:: Task instructions ::
(A) In the passage on Parkinson's disease therapies, what sensitivity did the 2010 wearable device achieve when detecting FOG online?
(B) Rewrite the passage on Parkinson's disease therapies from "Robot-assisted therapies have" up to and including "of FOG [17].", putting "conventional gait training" in place of "treadmill training".

** Text block follows **

In treatment, a distinction must be made between FOG that occurs during the on or off drug state of PD patients. FOG during the off state is usually ameliorated by optimizing drug therapy. Focused attention and external stimuli (“cues”) can help break through FOG. Training using “cueing” at home had positive effects on FOG, gait, and balance [14]. The decrease in efficacy after this intervention ended demonstrates the need for “cueing” devices that can be used in the long term. “Open-loop” devices that offer visual or auditory stimuli with a set rhythm can improve gait, but often work unreliably or may worsen FOG in some patients. A wearable device for real-time detection of FOG that automatically delivers an audible stimulus when FOG is detected, which lasts until the person starts walking again, was developed back in 2010. This device detected FOG online with a sensitivity of 73.1% and a specificity of 81.6%. The efficacy of another wearable “closed-loop” device with visual-acoustic stimuli was studied in thirteen Parkinson’s disease patients with FOG in the off-medication state [15]. After training and removal of the device, walking speed and stride length were improved. The number of devices dealing with prediction or detection of FOG has increased significantly since then. According to a recent review, 68 such devices have been described to date [16]. Until “closed-loop” devices are used in everyday clinical practice, conventional “cueing” techniques will continue to play the most important role in physiotherapeutic treatment and aid provision.

Robot-assisted therapies

Robot-assisted therapies have been particularly studied for gait training in Parkinson’s disease patients. Robot-assisted gait training distinguishes between exoskeleton-based and end-effector-based technology (Fig. 1) . The former uses an exoskeleton that is adapted to the body and moves the extremities directly. In contrast, end effector-based robots move the lower extremities via foot plates. Devices from both groups such as the ^Lokomat®, the “Gait Trainer” and the G-EO robot have been investigated so far. In most studies, robot-assisted gait training was compared with treadmill training. Although in some studies robot-assisted gait training performed better than treadmill training in some aspects, data remain insufficient and sometimes inconsistent. However, several studies indicate that robotic-assisted gait training is superior to treadmill training in the treatment of FOG [17].

** End of Text block **
** Material shown follows **

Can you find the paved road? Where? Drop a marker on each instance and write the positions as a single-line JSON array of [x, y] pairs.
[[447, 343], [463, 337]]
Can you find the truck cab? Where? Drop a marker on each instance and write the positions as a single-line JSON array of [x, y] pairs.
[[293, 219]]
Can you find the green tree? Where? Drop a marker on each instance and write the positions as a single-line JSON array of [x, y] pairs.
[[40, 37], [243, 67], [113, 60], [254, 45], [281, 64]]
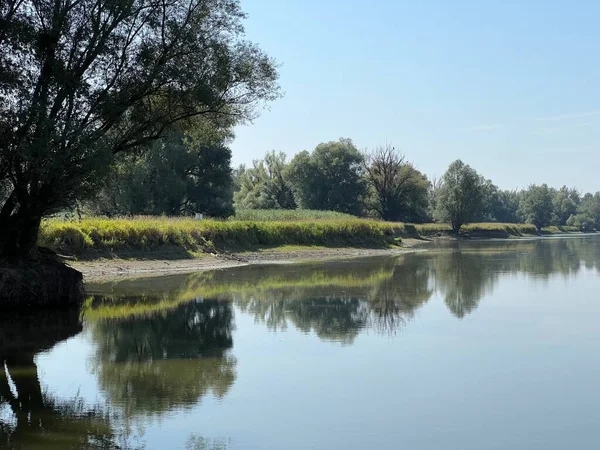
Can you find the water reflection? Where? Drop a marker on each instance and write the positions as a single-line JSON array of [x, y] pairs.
[[36, 419], [162, 345], [150, 364]]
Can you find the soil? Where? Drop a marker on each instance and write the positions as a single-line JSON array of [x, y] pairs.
[[115, 267]]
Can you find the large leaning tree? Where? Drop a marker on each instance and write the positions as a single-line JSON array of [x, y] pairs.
[[84, 80]]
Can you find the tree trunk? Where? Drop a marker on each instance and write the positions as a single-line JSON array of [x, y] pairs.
[[18, 236]]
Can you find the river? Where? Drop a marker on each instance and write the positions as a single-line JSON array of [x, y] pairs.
[[474, 345]]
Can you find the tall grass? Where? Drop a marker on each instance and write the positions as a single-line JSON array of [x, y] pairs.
[[91, 236], [263, 215], [152, 233]]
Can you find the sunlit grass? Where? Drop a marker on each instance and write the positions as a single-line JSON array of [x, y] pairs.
[[150, 233], [128, 236], [289, 214], [203, 285]]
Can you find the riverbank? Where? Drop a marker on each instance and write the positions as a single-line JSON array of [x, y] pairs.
[[102, 268], [150, 245]]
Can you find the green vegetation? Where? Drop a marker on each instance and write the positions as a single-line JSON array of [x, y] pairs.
[[85, 82], [399, 191], [180, 237], [152, 233], [265, 185], [536, 205], [290, 214], [179, 175]]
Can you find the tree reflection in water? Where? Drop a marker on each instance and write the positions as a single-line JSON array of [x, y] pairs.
[[150, 364], [35, 419]]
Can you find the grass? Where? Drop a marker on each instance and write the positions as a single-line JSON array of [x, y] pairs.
[[155, 237], [145, 298], [280, 215], [96, 235]]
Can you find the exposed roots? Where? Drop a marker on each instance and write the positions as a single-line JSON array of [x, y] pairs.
[[42, 282]]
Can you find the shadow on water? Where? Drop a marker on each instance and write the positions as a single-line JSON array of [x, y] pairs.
[[336, 300], [163, 344], [148, 365], [37, 420]]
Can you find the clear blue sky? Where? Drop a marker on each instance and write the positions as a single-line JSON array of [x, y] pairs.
[[511, 87]]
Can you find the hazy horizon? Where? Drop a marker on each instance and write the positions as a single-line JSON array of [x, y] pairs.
[[511, 89]]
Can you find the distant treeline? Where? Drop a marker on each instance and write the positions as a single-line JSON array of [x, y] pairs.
[[182, 175]]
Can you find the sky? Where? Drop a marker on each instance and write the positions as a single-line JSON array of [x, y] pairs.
[[510, 87]]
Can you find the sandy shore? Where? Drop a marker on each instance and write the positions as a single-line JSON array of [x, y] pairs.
[[117, 267]]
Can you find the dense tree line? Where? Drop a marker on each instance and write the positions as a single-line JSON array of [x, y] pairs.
[[88, 85], [182, 175]]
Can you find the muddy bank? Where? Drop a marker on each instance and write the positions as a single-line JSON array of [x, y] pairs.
[[110, 268]]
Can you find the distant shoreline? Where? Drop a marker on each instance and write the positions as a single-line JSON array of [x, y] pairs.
[[144, 265]]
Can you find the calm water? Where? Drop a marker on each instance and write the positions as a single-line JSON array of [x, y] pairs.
[[490, 345]]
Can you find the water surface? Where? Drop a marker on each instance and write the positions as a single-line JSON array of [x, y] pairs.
[[481, 345]]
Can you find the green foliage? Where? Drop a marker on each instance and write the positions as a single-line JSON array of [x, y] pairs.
[[461, 196], [265, 184], [587, 217], [400, 192], [153, 233], [502, 206], [565, 204], [330, 178], [289, 214], [84, 81], [536, 205], [174, 176]]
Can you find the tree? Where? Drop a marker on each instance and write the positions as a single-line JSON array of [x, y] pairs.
[[401, 191], [565, 203], [587, 217], [536, 205], [169, 360], [331, 178], [39, 418], [265, 185], [461, 196], [177, 175], [85, 80]]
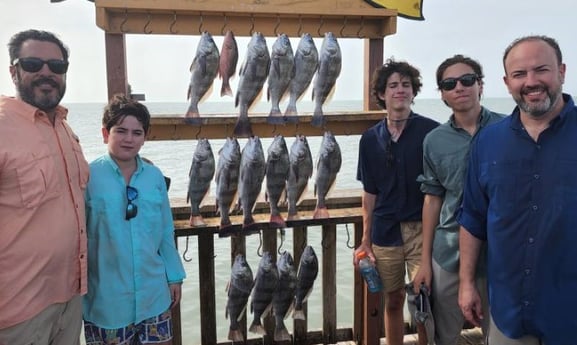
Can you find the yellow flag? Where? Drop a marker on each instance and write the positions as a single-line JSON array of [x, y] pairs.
[[410, 9]]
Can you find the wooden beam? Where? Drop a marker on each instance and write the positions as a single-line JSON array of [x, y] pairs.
[[345, 18], [116, 64]]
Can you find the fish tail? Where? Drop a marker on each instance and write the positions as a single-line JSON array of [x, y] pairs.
[[243, 127], [196, 220], [225, 90], [318, 117], [321, 213], [235, 335], [298, 314]]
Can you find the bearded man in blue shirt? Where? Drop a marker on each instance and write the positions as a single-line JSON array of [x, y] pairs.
[[520, 196]]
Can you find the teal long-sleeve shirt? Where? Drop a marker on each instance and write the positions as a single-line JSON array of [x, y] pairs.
[[130, 262]]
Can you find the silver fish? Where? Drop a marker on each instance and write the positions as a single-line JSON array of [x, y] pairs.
[[326, 77], [227, 173], [203, 71], [265, 284], [307, 273], [238, 291], [277, 173], [306, 63], [252, 171], [253, 73], [301, 170], [228, 61], [200, 174], [282, 70], [283, 298], [328, 165]]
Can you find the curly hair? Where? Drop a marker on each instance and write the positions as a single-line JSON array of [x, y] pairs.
[[384, 72], [119, 107], [18, 39]]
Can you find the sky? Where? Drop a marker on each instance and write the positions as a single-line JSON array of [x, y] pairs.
[[158, 65]]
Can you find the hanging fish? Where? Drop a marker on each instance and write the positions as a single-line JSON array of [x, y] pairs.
[[203, 70], [328, 165], [306, 62], [200, 174], [282, 70], [228, 61], [227, 179], [252, 76], [326, 77], [252, 170], [301, 170], [277, 173]]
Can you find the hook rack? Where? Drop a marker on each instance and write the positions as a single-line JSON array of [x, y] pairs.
[[130, 17]]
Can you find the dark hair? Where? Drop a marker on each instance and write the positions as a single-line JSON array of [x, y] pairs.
[[455, 59], [383, 73], [119, 107], [550, 41], [18, 39]]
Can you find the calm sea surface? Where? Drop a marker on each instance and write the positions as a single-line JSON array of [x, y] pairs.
[[174, 158]]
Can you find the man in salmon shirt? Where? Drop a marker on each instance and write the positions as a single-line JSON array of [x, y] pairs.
[[43, 175]]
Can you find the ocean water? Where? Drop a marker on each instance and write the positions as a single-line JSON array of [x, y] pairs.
[[174, 158]]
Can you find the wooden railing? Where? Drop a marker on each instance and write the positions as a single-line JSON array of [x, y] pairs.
[[344, 209]]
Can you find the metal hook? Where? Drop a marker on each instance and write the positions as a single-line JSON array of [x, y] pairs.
[[122, 29], [349, 238], [259, 249], [300, 30], [172, 31], [251, 24], [320, 26], [282, 236], [361, 28], [224, 25], [147, 24], [277, 25], [186, 251], [343, 28], [200, 25]]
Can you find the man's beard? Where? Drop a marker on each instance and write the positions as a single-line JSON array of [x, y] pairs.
[[542, 108], [43, 101]]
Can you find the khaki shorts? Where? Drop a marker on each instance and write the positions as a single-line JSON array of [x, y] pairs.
[[393, 263]]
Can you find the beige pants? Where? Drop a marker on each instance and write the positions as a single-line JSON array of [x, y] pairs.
[[58, 324], [394, 262]]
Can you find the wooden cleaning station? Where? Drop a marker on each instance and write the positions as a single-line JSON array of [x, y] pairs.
[[346, 19]]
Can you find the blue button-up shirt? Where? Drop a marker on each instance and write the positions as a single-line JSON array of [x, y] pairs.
[[521, 197], [398, 198], [130, 262]]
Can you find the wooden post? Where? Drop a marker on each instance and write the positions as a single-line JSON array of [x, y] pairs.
[[373, 59], [116, 64]]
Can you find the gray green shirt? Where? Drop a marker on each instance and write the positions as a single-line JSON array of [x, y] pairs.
[[445, 156]]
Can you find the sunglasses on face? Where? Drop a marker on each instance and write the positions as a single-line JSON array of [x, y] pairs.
[[131, 209], [465, 80], [33, 65]]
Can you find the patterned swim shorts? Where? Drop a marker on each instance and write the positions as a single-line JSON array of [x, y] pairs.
[[154, 330]]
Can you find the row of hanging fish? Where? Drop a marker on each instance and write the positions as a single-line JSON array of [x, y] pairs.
[[277, 288], [240, 175], [287, 73]]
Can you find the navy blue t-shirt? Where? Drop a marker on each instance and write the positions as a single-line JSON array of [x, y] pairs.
[[398, 197]]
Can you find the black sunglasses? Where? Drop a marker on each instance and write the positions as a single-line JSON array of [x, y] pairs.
[[131, 209], [466, 80], [33, 65]]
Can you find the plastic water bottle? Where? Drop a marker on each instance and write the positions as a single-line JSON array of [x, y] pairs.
[[369, 272]]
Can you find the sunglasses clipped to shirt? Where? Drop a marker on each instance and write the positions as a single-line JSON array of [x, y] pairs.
[[131, 209], [466, 80], [33, 65]]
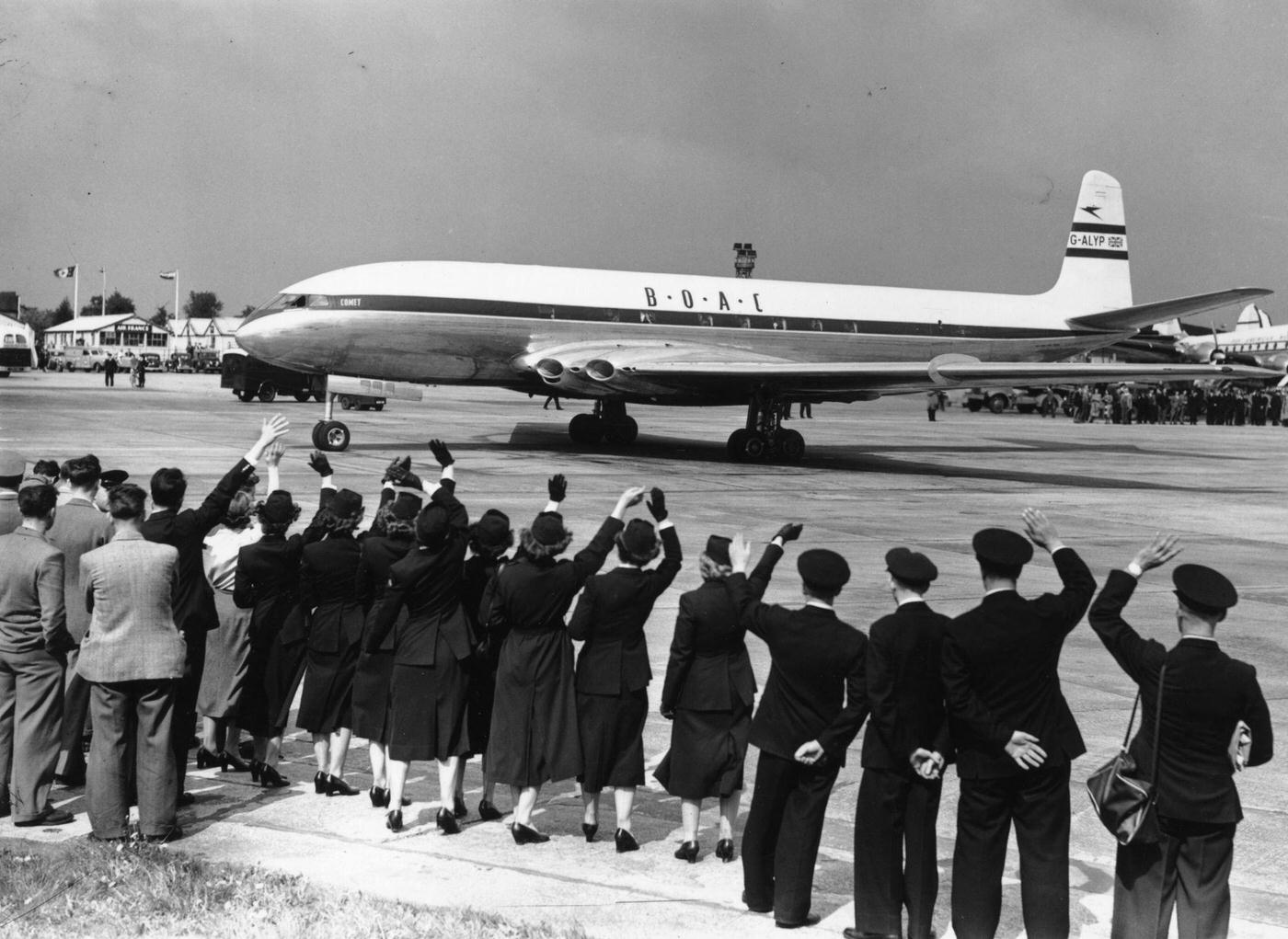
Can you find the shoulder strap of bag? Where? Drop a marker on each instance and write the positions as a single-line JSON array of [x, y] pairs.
[[1158, 726]]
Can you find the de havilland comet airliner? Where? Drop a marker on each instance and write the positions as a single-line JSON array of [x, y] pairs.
[[618, 338]]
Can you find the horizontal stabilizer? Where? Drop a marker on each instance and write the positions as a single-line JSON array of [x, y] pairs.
[[1148, 314]]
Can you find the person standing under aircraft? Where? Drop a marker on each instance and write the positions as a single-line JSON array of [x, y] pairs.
[[814, 704], [534, 735], [904, 752], [1206, 695], [1014, 732]]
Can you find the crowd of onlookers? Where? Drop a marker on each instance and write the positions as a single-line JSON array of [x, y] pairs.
[[438, 636]]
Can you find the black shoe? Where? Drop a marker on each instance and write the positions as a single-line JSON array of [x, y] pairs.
[[335, 786], [270, 780], [811, 920], [446, 820], [51, 816], [523, 835], [231, 762]]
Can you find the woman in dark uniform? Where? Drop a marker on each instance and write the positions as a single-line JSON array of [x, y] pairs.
[[535, 713], [431, 648], [268, 584], [612, 669], [708, 693], [328, 595], [393, 534]]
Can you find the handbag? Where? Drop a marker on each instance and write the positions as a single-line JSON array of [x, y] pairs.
[[1121, 797]]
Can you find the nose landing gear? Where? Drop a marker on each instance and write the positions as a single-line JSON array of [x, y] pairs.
[[764, 437]]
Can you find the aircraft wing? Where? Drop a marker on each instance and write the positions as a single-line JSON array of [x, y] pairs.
[[1149, 314], [643, 370]]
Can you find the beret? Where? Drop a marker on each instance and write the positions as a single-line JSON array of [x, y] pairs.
[[1002, 546]]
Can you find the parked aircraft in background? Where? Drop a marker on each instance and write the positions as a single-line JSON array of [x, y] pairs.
[[615, 337]]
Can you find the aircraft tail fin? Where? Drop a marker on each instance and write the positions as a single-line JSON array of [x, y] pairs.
[[1095, 276], [1252, 318]]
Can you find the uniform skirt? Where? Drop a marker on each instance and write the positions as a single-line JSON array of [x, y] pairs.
[[707, 754], [373, 688], [227, 652], [429, 709], [612, 739], [534, 736]]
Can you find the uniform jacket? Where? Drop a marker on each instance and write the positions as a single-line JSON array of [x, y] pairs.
[[32, 614], [429, 585], [129, 586], [1206, 694], [905, 688], [1000, 666], [186, 531], [815, 687], [708, 669], [611, 617], [532, 595], [328, 592], [79, 527]]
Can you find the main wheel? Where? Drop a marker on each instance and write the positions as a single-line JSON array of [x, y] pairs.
[[330, 436], [585, 428], [622, 431], [791, 444]]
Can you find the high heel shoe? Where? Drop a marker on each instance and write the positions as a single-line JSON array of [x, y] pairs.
[[446, 820], [688, 852], [231, 762], [523, 835], [270, 780], [335, 786]]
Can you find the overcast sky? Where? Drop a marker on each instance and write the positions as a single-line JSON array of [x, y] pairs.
[[250, 144]]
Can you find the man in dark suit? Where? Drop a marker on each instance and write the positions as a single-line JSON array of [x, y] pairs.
[[904, 751], [32, 644], [1014, 733], [1206, 695], [814, 704], [79, 527], [195, 601]]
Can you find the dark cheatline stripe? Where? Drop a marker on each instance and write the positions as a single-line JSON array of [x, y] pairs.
[[512, 309], [1098, 227], [1095, 253]]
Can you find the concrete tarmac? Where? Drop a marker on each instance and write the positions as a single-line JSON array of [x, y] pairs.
[[878, 475]]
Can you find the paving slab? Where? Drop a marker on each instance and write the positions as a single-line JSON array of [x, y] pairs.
[[879, 475]]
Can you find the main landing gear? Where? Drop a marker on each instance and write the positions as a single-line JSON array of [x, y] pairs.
[[608, 421], [764, 437], [330, 436]]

** End of Material shown **

:: Activity answers ::
(A) 73.1%

(B)
Robot-assisted therapies have been particularly studied for gait training in Parkinson’s disease patients. Robot-assisted gait training distinguishes between exoskeleton-based and end-effector-based technology (Fig. 1) . The former uses an exoskeleton that is adapted to the body and moves the extremities directly. In contrast, end effector-based robots move the lower extremities via foot plates. Devices from both groups such as the ^Lokomat®, the “Gait Trainer” and the G-EO robot have been investigated so far. In most studies, robot-assisted gait training was compared with conventional gait training. Although in some studies robot-assisted gait training performed better than conventional gait training in some aspects, data remain insufficient and sometimes inconsistent. However, several studies indicate that robotic-assisted gait training is superior to conventional gait training in the treatment of FOG [17].